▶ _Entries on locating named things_
'''
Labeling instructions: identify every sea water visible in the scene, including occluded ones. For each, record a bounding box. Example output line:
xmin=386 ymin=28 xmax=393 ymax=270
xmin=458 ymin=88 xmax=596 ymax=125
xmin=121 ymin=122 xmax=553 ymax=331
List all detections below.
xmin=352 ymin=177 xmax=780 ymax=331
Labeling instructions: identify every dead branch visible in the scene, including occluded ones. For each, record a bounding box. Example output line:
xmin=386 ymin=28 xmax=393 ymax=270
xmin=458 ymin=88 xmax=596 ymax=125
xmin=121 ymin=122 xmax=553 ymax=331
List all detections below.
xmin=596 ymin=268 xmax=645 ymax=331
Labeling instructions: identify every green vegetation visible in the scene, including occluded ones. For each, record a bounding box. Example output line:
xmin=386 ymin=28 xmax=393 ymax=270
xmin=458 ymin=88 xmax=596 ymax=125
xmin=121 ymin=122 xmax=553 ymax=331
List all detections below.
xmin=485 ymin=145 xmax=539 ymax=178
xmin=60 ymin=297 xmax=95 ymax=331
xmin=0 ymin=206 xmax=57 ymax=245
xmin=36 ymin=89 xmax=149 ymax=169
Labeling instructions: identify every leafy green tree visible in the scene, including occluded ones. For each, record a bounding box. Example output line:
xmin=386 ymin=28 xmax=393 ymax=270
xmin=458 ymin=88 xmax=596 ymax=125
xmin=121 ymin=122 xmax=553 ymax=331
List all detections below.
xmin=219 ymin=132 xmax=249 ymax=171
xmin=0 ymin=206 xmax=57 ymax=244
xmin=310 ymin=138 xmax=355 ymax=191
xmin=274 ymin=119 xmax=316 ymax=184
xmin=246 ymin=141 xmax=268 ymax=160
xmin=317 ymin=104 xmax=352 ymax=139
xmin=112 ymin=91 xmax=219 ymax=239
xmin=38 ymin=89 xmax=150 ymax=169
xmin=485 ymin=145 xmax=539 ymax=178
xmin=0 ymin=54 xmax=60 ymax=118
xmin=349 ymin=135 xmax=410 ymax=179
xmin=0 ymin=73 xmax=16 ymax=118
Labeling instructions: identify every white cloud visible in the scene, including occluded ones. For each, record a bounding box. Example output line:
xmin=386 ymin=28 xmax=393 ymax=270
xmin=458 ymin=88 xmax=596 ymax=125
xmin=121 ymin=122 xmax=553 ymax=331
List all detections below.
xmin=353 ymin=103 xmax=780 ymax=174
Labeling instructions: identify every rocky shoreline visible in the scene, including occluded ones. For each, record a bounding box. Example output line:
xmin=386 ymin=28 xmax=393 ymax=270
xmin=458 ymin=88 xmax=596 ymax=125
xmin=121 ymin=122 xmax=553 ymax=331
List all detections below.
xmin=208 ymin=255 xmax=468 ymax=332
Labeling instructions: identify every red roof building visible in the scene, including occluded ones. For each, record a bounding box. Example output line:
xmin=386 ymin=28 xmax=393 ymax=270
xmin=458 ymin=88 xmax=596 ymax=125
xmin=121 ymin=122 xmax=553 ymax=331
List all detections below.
'''
▶ _Stated task_
Edit the rows above so that every "Labeling instructions" becomes "Annotation guidelines", and leave the rest of the text unchanged.

▶ _Result for this exercise_
Annotation guidelines: identify every sea water visible in the scene, including occluded ones. For each, record a bounding box. Example output line:
xmin=386 ymin=28 xmax=393 ymax=270
xmin=458 ymin=88 xmax=596 ymax=125
xmin=121 ymin=122 xmax=553 ymax=331
List all detections below.
xmin=352 ymin=177 xmax=780 ymax=331
Annotation guidelines: identify every dead branch visible in the scene, including occluded ones. For each, record a bounding box. Example output line:
xmin=386 ymin=28 xmax=393 ymax=270
xmin=458 ymin=88 xmax=596 ymax=125
xmin=121 ymin=122 xmax=553 ymax=331
List all detections below.
xmin=596 ymin=268 xmax=645 ymax=331
Annotation guidelines: identify every green vegetation visible in the scene, including occluded ones. For each, record a bounding box. Example output line:
xmin=386 ymin=28 xmax=393 ymax=270
xmin=458 ymin=88 xmax=596 ymax=125
xmin=121 ymin=122 xmax=553 ymax=331
List all detections below.
xmin=485 ymin=145 xmax=539 ymax=178
xmin=60 ymin=297 xmax=95 ymax=331
xmin=0 ymin=206 xmax=57 ymax=245
xmin=36 ymin=89 xmax=149 ymax=169
Annotation guidelines: identify every leafy green tree visible in the scene, including occluded ones. For each, record a bounding box. Example output line:
xmin=386 ymin=28 xmax=393 ymax=270
xmin=458 ymin=88 xmax=596 ymax=125
xmin=121 ymin=122 xmax=553 ymax=331
List all detections below.
xmin=219 ymin=132 xmax=249 ymax=171
xmin=0 ymin=206 xmax=57 ymax=244
xmin=310 ymin=138 xmax=355 ymax=191
xmin=274 ymin=119 xmax=316 ymax=184
xmin=246 ymin=141 xmax=268 ymax=160
xmin=317 ymin=104 xmax=352 ymax=139
xmin=112 ymin=91 xmax=219 ymax=239
xmin=38 ymin=89 xmax=150 ymax=169
xmin=485 ymin=145 xmax=539 ymax=178
xmin=0 ymin=54 xmax=60 ymax=118
xmin=349 ymin=135 xmax=410 ymax=179
xmin=0 ymin=73 xmax=16 ymax=118
Annotation guidelines: identify every white cloud visible in the scene, including occluded ones. For each, record a bounding box. Example output line:
xmin=386 ymin=28 xmax=393 ymax=270
xmin=458 ymin=88 xmax=596 ymax=125
xmin=121 ymin=122 xmax=553 ymax=331
List all detections below.
xmin=353 ymin=103 xmax=780 ymax=174
Annotation guidelines: identify every rocky shoreline visible in the scene, including occluded ones. For each, record a bounding box. Example output line:
xmin=386 ymin=28 xmax=393 ymax=270
xmin=458 ymin=88 xmax=596 ymax=125
xmin=121 ymin=122 xmax=553 ymax=331
List all detections below.
xmin=208 ymin=255 xmax=468 ymax=332
Annotation guidelines: identify every red roof building visible in the scene, including occluded ones. For each, record a bounding box. Example output line:
xmin=386 ymin=28 xmax=393 ymax=270
xmin=458 ymin=88 xmax=596 ymax=125
xmin=121 ymin=122 xmax=553 ymax=331
List all detections below.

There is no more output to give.